WHAT TO DO: Locate each line in the entries below that contains the string "tree" and copy it out, treating uppercase and lowercase letters as distinct.

Labeled shape records
....
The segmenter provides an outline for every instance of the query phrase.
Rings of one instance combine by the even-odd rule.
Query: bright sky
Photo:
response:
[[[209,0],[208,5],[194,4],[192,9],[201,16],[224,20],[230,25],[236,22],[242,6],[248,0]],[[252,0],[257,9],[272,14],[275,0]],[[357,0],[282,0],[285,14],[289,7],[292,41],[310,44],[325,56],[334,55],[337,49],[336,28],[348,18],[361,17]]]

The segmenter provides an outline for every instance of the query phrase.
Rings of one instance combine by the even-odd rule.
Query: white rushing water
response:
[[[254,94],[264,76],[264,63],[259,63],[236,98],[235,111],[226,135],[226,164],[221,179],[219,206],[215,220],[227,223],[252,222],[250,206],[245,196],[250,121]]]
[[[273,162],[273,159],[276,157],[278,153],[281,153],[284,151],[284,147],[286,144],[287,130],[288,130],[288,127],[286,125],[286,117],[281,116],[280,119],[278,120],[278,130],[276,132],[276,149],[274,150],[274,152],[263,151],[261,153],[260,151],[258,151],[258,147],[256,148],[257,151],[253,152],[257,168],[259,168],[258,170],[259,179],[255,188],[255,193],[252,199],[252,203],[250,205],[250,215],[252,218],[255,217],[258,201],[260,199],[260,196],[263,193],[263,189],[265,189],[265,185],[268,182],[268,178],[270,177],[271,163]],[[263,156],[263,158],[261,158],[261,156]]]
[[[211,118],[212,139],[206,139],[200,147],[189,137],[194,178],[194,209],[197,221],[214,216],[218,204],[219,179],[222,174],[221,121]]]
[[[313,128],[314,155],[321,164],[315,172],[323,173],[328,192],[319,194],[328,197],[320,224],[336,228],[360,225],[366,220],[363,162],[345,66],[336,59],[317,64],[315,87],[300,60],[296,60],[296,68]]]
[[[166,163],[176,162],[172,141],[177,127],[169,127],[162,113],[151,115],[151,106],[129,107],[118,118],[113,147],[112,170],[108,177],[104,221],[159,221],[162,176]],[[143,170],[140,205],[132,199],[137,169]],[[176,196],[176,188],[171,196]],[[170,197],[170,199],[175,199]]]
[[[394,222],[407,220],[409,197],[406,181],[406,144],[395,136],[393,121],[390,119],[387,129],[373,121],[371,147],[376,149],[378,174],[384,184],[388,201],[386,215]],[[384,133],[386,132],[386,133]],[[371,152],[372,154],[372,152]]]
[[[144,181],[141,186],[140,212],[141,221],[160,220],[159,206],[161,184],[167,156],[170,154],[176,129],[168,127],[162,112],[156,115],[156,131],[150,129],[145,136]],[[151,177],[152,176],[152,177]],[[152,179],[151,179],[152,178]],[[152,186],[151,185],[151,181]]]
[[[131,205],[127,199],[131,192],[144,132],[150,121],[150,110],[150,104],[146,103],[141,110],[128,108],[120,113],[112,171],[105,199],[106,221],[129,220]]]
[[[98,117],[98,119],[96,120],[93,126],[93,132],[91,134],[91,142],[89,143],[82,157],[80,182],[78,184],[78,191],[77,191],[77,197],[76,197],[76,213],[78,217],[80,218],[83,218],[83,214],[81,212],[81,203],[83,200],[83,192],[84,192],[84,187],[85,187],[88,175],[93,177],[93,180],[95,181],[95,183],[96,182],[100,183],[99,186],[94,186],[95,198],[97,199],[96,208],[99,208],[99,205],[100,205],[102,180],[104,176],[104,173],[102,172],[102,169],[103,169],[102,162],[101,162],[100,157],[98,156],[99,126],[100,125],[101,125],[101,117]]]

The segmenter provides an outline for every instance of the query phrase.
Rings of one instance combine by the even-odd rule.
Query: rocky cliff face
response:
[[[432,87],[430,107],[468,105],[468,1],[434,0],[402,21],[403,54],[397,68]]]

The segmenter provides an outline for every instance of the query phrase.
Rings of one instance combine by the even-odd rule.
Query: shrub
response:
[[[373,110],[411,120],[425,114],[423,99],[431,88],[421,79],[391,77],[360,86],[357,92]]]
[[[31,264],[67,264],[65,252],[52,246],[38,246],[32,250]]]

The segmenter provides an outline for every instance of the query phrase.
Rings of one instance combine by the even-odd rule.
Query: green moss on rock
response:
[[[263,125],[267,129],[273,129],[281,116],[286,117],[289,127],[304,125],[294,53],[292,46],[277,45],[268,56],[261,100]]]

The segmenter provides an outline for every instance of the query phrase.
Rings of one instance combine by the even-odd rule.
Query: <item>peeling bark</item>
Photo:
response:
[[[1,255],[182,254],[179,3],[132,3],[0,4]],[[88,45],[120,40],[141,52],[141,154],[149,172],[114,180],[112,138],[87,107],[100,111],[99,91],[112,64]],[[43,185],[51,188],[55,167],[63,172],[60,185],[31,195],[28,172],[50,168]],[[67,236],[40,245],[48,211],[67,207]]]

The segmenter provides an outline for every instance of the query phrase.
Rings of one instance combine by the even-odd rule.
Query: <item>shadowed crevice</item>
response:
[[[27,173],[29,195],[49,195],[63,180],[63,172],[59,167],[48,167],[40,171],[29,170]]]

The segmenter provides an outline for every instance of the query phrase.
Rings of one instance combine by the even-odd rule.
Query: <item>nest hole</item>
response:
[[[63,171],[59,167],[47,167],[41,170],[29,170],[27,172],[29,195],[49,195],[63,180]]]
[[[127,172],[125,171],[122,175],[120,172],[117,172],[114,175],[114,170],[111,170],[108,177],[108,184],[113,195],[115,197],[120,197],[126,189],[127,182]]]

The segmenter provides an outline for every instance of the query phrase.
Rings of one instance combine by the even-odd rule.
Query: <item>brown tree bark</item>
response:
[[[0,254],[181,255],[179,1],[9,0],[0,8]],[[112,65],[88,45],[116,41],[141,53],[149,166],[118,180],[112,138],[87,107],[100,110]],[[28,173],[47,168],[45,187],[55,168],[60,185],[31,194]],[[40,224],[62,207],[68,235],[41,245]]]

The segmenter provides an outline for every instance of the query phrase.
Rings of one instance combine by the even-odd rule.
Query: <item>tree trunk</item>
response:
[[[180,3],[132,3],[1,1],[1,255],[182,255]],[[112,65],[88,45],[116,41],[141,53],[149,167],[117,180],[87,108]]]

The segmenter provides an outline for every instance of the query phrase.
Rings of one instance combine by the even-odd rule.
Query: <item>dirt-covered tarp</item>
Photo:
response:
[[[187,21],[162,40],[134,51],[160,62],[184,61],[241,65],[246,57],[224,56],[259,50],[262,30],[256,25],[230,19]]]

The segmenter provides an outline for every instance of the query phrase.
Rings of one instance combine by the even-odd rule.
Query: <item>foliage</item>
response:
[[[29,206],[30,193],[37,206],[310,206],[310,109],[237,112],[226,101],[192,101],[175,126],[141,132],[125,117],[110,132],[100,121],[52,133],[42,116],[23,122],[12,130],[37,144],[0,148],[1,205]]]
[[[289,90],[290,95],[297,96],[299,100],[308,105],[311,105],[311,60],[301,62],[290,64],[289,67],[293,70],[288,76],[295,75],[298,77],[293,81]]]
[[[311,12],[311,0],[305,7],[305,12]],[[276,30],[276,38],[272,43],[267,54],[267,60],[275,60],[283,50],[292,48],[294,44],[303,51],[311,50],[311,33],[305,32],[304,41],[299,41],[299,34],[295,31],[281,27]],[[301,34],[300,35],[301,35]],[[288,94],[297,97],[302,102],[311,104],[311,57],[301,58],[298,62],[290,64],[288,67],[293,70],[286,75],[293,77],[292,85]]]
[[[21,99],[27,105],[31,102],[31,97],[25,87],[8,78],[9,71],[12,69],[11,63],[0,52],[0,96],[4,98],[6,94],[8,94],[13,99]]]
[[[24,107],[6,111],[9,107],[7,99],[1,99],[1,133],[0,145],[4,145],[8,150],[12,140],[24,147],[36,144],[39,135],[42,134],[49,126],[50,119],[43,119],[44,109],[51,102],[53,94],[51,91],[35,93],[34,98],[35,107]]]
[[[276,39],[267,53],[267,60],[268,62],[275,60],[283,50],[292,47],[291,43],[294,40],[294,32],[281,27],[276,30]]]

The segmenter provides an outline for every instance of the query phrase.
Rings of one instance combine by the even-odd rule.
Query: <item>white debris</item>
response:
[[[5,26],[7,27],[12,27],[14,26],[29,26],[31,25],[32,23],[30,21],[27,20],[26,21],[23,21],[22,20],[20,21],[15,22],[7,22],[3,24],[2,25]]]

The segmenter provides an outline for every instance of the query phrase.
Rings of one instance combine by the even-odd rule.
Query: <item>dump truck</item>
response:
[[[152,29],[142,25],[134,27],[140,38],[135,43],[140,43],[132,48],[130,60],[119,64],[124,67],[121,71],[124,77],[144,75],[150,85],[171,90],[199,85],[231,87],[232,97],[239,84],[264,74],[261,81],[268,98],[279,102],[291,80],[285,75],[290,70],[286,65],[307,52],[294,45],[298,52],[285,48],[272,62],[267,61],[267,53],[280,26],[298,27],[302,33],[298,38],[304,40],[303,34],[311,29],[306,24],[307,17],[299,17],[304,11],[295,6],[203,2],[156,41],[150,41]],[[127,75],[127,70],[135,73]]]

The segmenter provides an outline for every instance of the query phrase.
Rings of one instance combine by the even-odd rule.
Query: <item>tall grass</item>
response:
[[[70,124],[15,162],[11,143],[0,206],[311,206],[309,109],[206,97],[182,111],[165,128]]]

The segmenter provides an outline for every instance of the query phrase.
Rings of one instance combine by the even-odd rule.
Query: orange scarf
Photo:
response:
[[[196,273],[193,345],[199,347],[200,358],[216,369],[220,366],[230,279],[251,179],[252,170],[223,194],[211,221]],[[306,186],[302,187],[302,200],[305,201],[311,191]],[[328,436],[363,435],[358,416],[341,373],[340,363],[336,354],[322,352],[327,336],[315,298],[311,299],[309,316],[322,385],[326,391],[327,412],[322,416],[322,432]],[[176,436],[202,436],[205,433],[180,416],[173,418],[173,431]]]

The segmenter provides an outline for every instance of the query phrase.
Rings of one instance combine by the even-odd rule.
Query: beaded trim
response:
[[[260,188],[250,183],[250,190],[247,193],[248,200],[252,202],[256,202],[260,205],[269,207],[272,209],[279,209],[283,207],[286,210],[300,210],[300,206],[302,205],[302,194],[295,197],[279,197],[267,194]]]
....
SOLVED EXERCISE:
Query: <item>brown tree bark</item>
Query: <item>tree trunk</item>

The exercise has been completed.